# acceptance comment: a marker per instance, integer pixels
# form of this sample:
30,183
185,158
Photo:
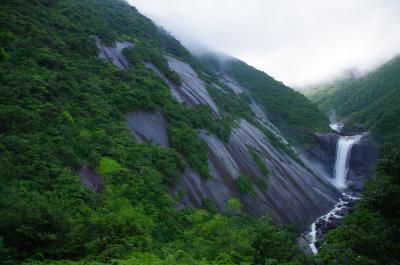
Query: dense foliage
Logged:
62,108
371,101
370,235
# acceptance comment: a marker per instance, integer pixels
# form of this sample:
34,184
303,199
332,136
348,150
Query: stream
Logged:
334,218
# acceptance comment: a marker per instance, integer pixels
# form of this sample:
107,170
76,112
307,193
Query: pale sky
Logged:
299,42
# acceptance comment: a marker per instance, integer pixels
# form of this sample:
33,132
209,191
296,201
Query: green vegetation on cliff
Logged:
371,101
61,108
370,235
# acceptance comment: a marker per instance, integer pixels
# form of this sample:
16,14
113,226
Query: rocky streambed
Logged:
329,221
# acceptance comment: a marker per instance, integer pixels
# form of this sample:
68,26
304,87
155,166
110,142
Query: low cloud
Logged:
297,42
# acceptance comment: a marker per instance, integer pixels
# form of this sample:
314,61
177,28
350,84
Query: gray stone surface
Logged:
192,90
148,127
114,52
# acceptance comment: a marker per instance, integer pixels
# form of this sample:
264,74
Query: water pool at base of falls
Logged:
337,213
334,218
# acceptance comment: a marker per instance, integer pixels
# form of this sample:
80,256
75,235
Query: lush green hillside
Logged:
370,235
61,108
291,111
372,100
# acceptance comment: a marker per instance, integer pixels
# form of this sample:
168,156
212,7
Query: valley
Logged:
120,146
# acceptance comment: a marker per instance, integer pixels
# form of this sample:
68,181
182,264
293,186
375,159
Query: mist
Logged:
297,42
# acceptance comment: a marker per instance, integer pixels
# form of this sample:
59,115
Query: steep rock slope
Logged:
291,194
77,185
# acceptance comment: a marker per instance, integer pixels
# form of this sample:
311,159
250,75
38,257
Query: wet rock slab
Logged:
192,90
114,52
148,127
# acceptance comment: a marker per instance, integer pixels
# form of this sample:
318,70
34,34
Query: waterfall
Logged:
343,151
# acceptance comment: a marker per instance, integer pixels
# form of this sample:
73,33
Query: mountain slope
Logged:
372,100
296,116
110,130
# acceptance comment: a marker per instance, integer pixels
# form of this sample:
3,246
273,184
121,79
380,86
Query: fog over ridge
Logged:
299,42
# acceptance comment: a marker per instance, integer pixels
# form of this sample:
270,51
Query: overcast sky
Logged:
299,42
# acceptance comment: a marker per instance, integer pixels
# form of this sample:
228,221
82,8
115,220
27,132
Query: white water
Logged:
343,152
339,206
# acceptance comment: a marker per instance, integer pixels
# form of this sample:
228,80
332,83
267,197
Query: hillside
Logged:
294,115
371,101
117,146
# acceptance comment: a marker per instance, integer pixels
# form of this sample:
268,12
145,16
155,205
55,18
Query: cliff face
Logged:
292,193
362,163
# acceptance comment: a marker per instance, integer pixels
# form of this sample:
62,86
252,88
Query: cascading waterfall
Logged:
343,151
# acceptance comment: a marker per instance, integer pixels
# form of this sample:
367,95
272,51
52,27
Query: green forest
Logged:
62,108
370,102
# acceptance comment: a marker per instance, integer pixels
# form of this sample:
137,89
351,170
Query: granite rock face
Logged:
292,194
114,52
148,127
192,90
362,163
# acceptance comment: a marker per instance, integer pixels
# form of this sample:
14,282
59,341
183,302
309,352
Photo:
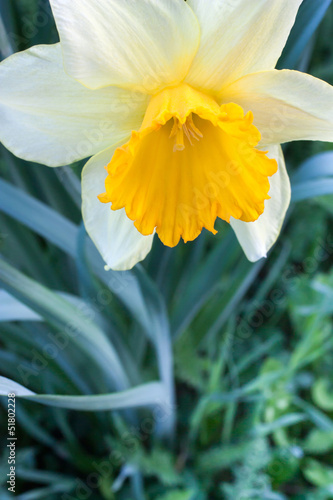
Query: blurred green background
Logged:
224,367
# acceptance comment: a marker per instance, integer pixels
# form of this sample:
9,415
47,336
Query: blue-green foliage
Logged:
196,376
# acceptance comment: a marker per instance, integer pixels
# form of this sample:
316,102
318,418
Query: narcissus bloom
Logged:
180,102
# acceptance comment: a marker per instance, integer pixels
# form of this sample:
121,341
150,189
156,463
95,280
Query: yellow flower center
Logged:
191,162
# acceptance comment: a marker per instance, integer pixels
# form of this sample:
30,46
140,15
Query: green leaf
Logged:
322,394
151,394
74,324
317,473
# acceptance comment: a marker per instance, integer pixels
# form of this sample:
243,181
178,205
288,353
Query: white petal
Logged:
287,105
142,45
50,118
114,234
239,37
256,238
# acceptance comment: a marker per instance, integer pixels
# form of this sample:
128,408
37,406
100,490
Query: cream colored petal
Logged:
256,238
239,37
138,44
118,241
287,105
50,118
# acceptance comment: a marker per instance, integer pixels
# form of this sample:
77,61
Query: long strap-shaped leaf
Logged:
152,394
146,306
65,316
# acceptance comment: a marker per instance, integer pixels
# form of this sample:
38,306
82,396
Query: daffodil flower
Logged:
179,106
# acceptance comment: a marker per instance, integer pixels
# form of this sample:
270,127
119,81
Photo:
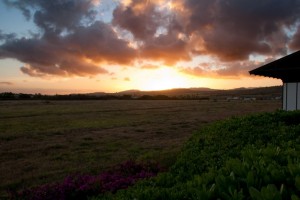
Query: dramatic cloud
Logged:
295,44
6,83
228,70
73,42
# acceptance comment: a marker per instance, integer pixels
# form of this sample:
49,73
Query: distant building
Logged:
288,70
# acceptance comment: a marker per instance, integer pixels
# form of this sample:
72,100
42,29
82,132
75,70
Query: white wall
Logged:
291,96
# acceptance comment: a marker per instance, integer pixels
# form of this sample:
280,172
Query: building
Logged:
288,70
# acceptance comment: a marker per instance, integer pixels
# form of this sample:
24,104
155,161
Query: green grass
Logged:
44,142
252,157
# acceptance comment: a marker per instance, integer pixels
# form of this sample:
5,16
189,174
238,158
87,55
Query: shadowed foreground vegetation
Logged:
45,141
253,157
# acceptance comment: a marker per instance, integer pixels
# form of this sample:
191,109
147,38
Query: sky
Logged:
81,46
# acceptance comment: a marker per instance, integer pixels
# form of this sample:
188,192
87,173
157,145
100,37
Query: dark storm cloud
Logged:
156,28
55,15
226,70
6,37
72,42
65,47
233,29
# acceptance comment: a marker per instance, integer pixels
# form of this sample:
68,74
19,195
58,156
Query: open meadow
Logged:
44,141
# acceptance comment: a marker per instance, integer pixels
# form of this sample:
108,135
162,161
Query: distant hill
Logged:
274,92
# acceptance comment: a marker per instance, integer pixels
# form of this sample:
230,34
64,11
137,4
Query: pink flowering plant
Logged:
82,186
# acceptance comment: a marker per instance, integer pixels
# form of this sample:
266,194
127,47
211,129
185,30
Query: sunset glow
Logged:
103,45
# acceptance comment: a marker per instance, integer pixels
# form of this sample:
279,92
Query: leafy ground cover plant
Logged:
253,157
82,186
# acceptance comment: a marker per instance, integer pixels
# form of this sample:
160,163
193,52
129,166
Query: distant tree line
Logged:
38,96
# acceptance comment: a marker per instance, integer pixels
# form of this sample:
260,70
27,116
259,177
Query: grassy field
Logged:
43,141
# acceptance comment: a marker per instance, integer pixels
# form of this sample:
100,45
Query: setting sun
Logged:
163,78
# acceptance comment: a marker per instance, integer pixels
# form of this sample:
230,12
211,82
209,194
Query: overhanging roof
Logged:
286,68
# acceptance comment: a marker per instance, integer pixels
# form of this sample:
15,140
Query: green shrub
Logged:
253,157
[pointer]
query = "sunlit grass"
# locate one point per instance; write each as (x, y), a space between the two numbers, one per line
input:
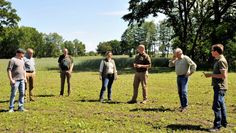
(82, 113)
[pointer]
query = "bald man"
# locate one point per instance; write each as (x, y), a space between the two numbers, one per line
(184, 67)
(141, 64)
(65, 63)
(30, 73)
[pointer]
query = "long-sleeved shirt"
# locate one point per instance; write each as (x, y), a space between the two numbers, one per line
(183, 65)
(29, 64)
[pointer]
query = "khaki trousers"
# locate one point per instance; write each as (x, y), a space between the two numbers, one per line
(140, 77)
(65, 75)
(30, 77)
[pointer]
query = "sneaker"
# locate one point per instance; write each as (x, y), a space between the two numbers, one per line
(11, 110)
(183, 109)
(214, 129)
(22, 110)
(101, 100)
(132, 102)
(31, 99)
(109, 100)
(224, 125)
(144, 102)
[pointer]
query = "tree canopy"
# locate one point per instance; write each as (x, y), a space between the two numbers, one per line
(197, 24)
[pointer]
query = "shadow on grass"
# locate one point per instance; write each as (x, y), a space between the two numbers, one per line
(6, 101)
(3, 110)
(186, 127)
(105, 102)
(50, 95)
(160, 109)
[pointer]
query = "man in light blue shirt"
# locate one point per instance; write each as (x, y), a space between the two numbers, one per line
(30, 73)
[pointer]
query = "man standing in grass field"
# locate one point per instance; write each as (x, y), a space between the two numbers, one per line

---

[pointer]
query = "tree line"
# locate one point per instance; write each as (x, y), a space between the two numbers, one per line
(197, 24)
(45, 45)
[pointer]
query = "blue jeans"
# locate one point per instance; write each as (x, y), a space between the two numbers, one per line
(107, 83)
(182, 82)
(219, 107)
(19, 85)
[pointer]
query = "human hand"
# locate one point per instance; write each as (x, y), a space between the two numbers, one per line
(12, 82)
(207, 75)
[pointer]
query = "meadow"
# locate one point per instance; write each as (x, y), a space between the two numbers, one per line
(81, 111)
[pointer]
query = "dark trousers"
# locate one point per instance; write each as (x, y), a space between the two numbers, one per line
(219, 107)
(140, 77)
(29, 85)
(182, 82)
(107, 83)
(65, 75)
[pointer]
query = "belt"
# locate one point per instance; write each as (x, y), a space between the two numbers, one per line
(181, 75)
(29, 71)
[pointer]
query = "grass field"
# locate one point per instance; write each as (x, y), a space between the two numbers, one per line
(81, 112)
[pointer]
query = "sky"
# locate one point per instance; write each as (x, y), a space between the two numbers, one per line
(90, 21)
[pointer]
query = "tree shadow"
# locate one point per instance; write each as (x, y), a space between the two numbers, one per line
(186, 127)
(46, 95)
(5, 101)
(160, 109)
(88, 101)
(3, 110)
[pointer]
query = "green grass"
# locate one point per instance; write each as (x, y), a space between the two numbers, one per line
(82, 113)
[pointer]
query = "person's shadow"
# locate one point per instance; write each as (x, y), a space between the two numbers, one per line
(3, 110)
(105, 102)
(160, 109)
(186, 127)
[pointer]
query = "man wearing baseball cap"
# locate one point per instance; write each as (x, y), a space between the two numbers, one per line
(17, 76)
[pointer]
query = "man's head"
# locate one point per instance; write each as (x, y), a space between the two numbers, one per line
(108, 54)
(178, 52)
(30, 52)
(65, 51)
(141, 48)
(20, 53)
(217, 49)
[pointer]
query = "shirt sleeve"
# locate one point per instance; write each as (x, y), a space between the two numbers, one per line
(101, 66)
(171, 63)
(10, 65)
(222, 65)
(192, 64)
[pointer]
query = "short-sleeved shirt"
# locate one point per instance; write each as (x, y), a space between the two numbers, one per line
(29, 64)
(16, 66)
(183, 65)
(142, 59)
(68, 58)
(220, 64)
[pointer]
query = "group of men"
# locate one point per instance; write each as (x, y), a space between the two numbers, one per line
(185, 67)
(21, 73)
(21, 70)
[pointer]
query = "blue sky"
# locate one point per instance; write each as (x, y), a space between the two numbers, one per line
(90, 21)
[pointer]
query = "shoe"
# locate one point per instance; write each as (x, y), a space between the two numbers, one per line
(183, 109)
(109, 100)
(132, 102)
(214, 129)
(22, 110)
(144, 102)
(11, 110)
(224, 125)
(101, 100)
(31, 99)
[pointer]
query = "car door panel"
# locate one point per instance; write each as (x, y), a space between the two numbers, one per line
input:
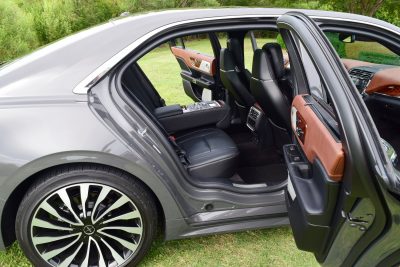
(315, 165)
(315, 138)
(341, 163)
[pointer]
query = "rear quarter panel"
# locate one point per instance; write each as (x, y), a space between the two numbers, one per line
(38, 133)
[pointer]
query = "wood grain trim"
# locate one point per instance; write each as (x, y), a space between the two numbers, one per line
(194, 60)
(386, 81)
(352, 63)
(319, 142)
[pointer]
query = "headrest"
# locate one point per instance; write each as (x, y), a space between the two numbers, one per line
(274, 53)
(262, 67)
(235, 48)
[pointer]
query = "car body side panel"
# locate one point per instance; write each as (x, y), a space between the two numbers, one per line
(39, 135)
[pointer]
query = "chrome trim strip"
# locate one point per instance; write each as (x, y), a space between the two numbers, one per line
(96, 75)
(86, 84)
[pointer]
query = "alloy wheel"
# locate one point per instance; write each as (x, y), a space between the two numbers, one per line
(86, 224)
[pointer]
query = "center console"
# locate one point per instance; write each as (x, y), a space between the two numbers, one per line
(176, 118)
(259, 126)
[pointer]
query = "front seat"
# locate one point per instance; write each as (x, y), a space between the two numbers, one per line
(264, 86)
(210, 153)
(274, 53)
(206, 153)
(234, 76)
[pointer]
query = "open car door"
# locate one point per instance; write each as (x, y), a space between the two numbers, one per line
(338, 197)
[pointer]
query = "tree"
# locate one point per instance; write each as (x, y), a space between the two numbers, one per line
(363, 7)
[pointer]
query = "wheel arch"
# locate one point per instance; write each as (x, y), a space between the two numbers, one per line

---

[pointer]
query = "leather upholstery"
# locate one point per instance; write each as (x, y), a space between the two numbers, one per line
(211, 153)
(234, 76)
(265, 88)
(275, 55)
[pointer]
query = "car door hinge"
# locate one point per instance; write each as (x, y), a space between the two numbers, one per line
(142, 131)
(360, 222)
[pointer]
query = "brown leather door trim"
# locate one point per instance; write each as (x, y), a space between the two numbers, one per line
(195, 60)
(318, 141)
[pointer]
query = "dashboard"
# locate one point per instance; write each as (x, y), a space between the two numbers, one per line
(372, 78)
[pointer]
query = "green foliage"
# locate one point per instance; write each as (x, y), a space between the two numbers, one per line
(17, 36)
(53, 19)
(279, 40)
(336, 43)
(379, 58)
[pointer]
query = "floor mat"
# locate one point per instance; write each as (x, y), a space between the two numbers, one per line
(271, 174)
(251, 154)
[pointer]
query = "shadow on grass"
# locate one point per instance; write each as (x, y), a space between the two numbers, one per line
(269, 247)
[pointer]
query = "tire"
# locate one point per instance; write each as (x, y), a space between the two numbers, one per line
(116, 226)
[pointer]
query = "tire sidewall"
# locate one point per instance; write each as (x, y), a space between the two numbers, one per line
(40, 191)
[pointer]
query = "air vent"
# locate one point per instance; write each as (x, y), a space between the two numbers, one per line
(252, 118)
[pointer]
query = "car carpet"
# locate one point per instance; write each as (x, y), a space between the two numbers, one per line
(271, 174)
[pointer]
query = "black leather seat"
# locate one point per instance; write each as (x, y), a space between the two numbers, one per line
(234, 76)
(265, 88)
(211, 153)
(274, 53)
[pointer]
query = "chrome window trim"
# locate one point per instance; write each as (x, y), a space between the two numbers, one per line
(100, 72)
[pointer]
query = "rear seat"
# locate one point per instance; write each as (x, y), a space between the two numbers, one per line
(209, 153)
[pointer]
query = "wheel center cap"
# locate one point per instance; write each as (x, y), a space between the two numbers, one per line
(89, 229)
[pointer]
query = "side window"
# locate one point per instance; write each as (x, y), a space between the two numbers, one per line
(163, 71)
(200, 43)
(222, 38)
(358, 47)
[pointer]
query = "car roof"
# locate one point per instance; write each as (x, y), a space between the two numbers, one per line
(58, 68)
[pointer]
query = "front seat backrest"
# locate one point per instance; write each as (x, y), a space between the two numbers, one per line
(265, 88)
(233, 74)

▶ What this task involves:
What is needed is every line of the records that contains the word "waterfall".

▶ Output below:
Query: waterfall
Query: cascading waterfall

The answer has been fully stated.